:: RECORD LIST ::

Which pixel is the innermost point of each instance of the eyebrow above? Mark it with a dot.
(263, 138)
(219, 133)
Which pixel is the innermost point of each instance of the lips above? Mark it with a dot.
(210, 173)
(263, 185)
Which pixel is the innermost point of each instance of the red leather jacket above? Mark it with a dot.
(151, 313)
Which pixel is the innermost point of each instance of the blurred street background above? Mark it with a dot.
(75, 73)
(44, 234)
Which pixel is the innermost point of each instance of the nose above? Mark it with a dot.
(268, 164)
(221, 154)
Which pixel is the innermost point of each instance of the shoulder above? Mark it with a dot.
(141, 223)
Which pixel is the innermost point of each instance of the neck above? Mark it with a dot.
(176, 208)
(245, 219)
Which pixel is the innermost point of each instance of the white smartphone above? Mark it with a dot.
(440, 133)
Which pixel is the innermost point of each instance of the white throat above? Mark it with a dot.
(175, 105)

:::
:: RECORD LIST ::

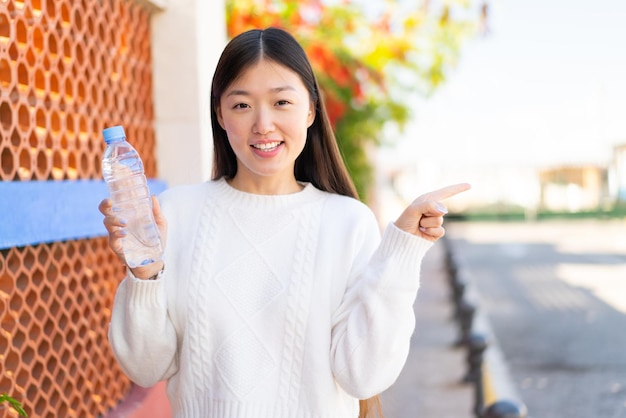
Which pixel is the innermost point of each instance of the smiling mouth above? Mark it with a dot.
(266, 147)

:::
:: RECORD LIST ::

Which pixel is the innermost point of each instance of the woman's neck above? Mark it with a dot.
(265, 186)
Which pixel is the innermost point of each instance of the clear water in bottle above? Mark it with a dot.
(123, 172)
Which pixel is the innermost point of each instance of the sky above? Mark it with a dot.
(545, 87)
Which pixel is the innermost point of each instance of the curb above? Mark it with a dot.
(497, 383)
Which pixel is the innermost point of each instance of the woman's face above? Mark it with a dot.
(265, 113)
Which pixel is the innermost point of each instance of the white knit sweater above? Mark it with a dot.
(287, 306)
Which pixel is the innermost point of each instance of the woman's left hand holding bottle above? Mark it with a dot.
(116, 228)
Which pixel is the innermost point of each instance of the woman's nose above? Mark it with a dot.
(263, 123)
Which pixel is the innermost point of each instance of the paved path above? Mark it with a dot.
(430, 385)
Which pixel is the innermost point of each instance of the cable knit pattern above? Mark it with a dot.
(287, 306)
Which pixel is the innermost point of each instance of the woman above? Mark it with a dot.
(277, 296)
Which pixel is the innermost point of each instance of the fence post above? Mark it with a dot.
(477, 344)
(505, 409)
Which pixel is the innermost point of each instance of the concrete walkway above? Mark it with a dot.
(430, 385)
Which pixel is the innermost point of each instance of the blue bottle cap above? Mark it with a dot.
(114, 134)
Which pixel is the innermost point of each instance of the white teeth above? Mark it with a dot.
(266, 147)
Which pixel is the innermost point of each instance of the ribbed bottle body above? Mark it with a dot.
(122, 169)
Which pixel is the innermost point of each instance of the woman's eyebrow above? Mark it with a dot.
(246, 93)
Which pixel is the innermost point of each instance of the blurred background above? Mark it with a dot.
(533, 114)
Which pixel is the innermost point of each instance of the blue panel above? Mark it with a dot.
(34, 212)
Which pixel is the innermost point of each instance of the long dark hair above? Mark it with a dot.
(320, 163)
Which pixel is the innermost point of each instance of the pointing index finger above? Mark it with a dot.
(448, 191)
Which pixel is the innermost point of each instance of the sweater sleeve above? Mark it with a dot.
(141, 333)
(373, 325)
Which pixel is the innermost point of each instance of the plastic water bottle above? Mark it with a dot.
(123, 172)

:::

How many lines in the material above contain the string "knit", with case counting? Reply with the number alone.

2